Data items:
□ □ □ □

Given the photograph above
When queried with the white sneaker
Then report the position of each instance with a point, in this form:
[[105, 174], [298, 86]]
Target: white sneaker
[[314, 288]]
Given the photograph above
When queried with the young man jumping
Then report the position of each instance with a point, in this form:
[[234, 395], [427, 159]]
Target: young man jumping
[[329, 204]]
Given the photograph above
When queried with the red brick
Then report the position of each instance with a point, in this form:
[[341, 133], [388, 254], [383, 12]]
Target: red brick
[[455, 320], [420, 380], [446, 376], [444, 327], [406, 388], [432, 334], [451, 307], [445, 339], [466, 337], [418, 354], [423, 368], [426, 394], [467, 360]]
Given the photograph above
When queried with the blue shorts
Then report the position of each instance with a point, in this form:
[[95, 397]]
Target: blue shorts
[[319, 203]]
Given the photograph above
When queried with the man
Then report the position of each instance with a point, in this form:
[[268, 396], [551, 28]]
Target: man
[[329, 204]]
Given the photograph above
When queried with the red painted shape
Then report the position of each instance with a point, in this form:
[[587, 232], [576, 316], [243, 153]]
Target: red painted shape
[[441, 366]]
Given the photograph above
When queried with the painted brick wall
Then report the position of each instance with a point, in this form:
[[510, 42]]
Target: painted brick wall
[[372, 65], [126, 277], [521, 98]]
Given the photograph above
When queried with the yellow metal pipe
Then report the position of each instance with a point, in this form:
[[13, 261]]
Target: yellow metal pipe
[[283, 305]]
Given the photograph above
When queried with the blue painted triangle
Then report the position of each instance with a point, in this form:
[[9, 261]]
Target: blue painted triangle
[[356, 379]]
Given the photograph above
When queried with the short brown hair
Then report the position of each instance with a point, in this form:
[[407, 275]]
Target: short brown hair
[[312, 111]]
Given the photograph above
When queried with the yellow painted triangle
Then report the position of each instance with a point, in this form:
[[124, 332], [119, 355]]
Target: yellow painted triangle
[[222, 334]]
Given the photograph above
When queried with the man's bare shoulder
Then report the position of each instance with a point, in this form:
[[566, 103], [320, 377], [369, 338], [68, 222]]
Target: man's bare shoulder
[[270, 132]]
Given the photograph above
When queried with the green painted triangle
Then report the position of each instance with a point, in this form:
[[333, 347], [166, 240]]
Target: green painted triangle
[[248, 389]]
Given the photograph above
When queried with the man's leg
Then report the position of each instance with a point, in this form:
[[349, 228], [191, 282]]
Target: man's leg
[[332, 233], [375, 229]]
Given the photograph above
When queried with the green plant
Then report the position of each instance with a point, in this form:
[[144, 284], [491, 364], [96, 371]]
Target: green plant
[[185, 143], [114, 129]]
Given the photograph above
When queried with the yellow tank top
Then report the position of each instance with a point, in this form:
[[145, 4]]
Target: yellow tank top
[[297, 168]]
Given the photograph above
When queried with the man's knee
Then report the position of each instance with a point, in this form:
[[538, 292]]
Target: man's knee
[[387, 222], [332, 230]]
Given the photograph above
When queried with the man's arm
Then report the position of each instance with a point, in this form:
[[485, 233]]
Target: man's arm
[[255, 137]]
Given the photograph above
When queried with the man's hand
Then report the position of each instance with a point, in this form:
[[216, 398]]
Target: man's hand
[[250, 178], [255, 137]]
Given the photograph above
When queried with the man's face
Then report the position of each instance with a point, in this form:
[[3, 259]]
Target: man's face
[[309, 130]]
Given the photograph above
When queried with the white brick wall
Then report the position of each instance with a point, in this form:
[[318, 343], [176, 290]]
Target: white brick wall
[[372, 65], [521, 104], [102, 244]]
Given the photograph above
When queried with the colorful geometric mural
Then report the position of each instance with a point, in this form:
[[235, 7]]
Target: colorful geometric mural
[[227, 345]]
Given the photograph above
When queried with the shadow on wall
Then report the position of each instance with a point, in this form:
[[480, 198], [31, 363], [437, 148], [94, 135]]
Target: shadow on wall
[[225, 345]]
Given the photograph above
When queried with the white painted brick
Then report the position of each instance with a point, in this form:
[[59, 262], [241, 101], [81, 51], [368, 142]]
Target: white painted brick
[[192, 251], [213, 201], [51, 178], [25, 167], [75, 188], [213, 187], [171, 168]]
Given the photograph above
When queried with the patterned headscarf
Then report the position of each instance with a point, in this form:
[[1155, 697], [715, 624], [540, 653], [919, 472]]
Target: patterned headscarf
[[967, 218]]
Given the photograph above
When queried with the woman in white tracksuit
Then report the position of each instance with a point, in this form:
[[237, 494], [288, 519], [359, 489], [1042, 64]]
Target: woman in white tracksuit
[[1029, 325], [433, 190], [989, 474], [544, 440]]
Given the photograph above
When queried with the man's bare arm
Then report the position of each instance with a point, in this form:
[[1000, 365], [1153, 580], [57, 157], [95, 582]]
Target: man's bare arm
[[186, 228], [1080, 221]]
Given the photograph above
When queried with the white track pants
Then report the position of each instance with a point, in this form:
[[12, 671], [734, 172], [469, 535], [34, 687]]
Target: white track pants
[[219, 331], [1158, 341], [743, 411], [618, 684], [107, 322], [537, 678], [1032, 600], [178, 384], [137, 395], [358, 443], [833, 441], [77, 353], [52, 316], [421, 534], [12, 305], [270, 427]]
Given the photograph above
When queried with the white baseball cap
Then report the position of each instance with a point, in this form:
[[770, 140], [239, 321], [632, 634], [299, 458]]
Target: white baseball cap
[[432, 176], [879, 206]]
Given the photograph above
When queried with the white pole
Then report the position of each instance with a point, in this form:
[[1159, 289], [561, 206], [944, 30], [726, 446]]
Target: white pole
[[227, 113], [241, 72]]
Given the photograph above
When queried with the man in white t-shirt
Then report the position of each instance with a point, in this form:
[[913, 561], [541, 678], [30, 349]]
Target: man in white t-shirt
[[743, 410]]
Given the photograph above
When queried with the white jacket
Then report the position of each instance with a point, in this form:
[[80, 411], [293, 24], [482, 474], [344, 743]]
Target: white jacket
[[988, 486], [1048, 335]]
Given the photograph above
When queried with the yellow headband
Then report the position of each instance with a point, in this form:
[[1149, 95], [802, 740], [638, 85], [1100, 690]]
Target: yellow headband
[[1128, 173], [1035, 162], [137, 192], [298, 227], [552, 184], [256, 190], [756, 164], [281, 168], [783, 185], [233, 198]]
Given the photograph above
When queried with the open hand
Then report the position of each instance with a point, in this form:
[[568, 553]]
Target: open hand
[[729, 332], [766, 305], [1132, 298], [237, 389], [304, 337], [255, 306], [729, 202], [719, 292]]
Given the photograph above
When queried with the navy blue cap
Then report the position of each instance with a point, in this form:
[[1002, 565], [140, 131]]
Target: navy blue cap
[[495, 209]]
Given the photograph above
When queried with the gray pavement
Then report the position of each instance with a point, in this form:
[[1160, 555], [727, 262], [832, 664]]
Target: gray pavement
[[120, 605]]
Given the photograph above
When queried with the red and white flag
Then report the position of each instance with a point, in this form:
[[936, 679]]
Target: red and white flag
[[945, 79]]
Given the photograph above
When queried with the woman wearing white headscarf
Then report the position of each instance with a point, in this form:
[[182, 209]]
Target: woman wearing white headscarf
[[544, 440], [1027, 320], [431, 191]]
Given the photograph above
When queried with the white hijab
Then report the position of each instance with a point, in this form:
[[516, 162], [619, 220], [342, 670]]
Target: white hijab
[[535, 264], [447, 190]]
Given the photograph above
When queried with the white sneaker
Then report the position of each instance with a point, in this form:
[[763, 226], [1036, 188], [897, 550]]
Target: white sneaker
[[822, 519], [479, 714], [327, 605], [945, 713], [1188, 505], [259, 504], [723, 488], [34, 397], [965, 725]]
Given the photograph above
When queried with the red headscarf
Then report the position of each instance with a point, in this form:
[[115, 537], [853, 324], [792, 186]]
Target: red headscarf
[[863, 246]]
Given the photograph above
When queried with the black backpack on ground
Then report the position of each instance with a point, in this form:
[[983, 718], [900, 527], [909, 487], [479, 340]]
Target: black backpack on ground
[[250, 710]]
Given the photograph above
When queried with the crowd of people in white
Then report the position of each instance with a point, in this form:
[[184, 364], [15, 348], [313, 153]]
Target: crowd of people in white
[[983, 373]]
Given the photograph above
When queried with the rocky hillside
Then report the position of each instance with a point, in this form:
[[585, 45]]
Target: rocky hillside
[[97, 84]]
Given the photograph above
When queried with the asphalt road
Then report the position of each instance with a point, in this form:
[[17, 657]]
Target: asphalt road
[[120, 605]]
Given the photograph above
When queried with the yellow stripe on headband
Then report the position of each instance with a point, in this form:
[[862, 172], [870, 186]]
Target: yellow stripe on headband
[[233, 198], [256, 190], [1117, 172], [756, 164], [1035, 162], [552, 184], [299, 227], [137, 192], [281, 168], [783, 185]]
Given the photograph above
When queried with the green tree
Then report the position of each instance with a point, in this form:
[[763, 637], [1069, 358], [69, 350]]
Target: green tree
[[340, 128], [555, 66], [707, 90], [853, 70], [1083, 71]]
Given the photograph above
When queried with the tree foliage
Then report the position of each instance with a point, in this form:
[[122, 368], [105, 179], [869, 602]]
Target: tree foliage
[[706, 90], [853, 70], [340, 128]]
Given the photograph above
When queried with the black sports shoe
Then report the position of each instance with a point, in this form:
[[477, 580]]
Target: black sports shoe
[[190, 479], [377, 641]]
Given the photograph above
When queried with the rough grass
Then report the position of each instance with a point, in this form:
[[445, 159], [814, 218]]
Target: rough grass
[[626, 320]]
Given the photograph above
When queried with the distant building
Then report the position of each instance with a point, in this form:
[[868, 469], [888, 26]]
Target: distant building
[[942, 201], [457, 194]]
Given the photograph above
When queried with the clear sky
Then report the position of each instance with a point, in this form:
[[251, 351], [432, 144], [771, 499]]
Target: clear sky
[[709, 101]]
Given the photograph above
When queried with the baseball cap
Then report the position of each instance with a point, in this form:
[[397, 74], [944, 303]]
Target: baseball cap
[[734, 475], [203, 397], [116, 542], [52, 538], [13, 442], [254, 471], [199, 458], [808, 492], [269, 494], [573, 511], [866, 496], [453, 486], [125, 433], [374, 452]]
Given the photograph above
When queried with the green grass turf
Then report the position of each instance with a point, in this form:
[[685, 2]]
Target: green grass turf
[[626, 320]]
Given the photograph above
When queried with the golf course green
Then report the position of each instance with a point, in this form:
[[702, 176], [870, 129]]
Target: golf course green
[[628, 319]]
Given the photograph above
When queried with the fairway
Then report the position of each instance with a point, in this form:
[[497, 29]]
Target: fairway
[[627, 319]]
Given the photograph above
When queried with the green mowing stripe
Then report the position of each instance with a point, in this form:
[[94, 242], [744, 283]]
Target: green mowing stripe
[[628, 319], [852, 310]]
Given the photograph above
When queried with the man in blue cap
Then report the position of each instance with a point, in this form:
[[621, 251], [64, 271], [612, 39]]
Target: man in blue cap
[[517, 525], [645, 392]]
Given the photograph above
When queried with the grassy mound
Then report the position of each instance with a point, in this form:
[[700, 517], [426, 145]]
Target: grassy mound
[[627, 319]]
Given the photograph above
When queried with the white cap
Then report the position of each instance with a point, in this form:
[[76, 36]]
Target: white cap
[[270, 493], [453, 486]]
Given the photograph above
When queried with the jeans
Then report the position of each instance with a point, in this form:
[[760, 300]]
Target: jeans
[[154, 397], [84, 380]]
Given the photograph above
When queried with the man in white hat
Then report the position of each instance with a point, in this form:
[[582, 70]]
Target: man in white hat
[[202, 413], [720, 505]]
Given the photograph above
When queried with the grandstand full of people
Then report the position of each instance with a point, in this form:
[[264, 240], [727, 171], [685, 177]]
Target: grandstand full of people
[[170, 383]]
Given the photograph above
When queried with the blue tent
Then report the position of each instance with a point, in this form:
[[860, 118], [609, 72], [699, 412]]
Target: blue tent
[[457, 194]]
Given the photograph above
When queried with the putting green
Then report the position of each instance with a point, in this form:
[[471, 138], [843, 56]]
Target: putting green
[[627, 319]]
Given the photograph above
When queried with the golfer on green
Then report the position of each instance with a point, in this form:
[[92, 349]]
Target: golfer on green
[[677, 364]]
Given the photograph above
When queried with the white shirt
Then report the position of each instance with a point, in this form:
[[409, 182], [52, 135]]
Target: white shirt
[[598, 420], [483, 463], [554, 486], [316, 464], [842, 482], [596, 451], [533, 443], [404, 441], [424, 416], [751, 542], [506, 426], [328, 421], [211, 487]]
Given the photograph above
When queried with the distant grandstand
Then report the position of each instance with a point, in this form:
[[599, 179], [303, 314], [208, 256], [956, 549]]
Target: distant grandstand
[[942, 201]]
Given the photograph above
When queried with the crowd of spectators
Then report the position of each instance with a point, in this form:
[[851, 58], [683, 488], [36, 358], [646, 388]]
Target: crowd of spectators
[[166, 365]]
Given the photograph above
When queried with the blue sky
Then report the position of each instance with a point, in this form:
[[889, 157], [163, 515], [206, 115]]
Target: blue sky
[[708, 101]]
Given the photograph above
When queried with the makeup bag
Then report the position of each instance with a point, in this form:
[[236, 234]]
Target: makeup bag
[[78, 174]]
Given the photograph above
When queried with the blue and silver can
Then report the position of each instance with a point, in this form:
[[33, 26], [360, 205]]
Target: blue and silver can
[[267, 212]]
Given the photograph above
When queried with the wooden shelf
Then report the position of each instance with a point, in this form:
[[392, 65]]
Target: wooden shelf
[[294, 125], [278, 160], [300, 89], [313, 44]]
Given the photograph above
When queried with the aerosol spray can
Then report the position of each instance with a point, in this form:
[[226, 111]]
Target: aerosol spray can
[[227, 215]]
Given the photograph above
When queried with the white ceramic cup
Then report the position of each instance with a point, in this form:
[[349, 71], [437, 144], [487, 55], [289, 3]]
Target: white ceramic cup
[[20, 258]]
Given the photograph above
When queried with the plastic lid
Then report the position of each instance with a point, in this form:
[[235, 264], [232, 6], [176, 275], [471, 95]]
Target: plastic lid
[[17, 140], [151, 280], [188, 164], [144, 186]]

□ □ □ □

Select every line of the listing that contains the word "painted", and copy each of those lines.

When queried with the red painted shape
Target: red painted shape
When queried with the painted brick wall
Target: painted brick wall
When queried with the blue painted triangle
Target: blue painted triangle
When queried with the yellow painted triangle
Target: yellow painted triangle
When queried with the green painted triangle
Target: green painted triangle
When queried with the white painted brick
Target: white painted brick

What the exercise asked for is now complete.